Aggiorna l'elenco sostituendo ovunque "report the position of each" con "give the coordinates of each" e lascia invariato tutto il resto.
┌─ DATI FORNITI
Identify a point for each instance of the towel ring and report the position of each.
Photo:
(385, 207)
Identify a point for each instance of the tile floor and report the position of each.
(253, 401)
└─
§ **RISPOSTA SCRITTA**:
Identify a point for each instance of the towel ring and give the coordinates of each.
Photo:
(385, 207)
Identify a point for each instance of the tile floor and give the coordinates of each.
(253, 401)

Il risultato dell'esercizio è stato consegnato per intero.